UNITED STATES DISTRICT COURT EASTERN DISTRICT OF MICHIGAN NORTHERN DIVISION
Jan 24, 2012
Case Number 10-13161-BC (E.D. Mich. Jan. 24, 2012)

Opinion

Case Number 10-13161-BC

01-24-2012

LEROY ANTHONY SPINNER, Plaintiffs, v. B&P PROCESS EQUIPMENT, Defendant.


Honorable Thomas L. Ludington


OPINION AND ORDER DENYING DEFENDANT'S MOTION FOR PARTIAL SUMMARY JUDGMENT

On August 10, 2010, Plaintiff Leroy Spinner filed a three-count complaint against his former employer, Defendant B&P Process Equipment, alleging that he was discriminated against because of his race in the terms and conditions of his employment, that his employment was wrongfully terminated based on his race, and a claim for "breach of policy" based on Defendant's alleged violation of its non-discrimination policy.

Now before the Court is Defendant's motion for partial summary judgment. ECF No. 29. Defendant requests that the Court bar Plaintiff from claiming damages for lost wages following his last day of employment based on after-acquired evidence that Defendant contends would have resulted in Plaintiff's employment being terminated had Defendant been aware of the information during Plaintiff's employment. Plaintiff responds that Defendant has waived the after-acquired evidence affirmative defense by failing to include the defense in its responsive pleading and, even if the defense is not waived, it represents an issue of fact to be resolved by a jury. Plaintiff also emphasizes that even if the after-acquired evidence rule were to apply, it would only apply from the date Defendant discovered the alleged misconduct, and not the date of occurrence or date Plaintiff's employment was terminated. The Court concludes that oral argument will not aid in the disposition of the motion. Accordingly, it is ORDERED that the motion be decided on the papers submitted. E.D. Mich. LR 7.1(f)(2). For the reasons provided herein, the Court will deny Defendant's motion.

※ ※ ※

_Work to complete_.
1. Sum up the court opinion in two sentences.
2. Pick up the court opinion where it stops and keep writing it.
The dataset entries after this are not needed for any of the work here.

_Dataset entries_.
※ ※ ※

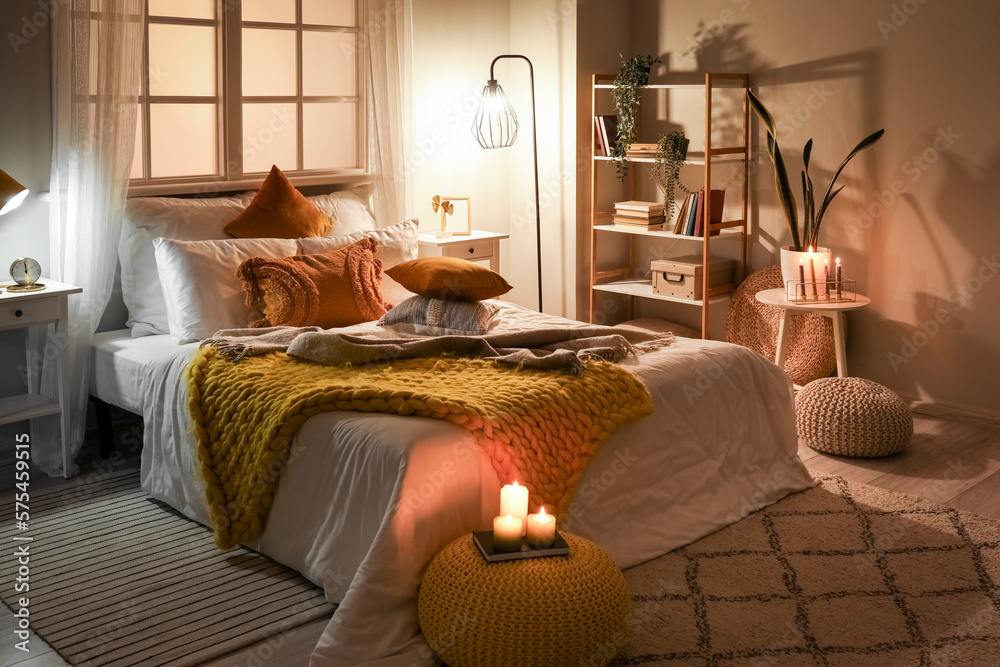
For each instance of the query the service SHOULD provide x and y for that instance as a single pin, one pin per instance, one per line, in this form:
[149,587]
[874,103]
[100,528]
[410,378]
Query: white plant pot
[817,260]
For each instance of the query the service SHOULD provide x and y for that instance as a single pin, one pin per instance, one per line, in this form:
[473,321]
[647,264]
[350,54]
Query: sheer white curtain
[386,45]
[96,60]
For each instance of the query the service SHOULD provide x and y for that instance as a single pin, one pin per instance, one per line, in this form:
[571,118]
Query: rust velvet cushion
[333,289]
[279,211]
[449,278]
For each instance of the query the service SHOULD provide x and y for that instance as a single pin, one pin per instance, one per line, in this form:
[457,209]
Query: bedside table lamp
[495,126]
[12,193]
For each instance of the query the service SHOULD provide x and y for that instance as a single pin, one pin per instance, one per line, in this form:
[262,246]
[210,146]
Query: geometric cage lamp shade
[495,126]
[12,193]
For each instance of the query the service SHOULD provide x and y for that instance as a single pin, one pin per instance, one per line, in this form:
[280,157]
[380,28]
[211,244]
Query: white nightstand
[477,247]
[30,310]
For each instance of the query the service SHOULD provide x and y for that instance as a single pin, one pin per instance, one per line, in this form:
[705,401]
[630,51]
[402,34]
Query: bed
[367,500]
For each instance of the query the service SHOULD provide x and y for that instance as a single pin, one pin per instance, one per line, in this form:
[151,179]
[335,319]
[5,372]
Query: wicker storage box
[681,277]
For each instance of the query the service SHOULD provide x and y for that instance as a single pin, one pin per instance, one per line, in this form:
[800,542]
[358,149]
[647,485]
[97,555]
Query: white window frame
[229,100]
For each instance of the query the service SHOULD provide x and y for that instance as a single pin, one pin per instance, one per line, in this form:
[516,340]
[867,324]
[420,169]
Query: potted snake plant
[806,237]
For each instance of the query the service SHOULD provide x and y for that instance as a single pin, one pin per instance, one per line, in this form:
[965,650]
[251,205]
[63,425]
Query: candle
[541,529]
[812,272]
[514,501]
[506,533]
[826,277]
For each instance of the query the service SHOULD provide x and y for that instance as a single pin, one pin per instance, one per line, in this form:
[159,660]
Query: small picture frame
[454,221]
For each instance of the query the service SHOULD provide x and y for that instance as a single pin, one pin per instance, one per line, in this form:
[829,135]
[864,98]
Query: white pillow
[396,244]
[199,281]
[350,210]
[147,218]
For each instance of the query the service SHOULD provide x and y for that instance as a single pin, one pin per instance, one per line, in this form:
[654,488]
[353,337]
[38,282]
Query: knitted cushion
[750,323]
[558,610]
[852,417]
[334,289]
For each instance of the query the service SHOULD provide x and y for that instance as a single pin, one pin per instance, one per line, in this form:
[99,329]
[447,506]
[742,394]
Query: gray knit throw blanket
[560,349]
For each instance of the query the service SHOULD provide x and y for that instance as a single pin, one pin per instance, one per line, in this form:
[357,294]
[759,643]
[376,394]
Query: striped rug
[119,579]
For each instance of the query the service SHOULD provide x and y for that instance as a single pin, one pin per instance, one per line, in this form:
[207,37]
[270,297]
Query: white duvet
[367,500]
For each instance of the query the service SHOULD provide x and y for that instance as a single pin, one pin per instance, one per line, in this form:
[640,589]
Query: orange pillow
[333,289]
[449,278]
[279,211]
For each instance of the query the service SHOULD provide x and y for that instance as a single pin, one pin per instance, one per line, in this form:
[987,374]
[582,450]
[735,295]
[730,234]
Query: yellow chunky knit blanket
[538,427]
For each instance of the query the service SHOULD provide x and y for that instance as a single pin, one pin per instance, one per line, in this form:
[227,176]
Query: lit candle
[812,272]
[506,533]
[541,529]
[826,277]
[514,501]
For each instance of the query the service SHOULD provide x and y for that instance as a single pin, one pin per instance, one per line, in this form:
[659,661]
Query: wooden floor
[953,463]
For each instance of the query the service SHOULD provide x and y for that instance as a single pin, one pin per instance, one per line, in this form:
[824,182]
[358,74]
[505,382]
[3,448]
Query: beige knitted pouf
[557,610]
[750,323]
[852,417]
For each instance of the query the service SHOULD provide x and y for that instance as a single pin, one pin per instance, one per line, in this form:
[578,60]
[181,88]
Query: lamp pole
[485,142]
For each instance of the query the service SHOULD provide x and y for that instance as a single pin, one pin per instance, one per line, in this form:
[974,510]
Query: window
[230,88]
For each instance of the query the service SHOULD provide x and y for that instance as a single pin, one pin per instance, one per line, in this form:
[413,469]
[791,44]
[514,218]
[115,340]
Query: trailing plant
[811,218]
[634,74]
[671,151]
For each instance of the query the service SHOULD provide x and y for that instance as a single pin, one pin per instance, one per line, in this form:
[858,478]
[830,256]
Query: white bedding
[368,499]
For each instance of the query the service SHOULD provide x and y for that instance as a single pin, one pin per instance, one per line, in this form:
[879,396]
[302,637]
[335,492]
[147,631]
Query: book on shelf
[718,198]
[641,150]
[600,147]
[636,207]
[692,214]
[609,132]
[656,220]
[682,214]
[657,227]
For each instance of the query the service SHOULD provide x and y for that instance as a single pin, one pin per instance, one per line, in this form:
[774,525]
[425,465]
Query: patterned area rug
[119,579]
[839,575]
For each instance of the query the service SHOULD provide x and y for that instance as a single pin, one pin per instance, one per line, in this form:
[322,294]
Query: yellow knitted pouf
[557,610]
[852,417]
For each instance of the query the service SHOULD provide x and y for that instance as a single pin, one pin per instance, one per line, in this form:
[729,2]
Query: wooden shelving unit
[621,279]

※ ※ ※

_Task-by-task answers_.
1. Leroy Spinner sued his former employer, B&P Process Equipment, claiming race discrimination in the terms of his employment, wrongful termination based on race, and breach of the company's non-discrimination policy. The employer moved for partial summary judgment to bar lost-wage damages after his last day based on after-acquired evidence, and the court decided the motion without oral argument and denied it.

2.
I. Facts

Plaintiff is an African-American male hired by Defendant on October 3, 2005, as a Materials Handler in the Shipping and Receiving Department. In 2006, he was given the job of Traffic Coordinator which he held until the time his employment was terminated on June 30, 2009. Defendant contends that Plaintiff's employment was terminated during a layoff that was a result of economic conditions. Plaintiff was earning $14.70 an hour at the time his employment was terminated. Plaintiff subsequently filed this case, alleging that his employment was terminated as a result of race discrimination and that Defendant violated policies and procedures set forth in its Employee Handbook.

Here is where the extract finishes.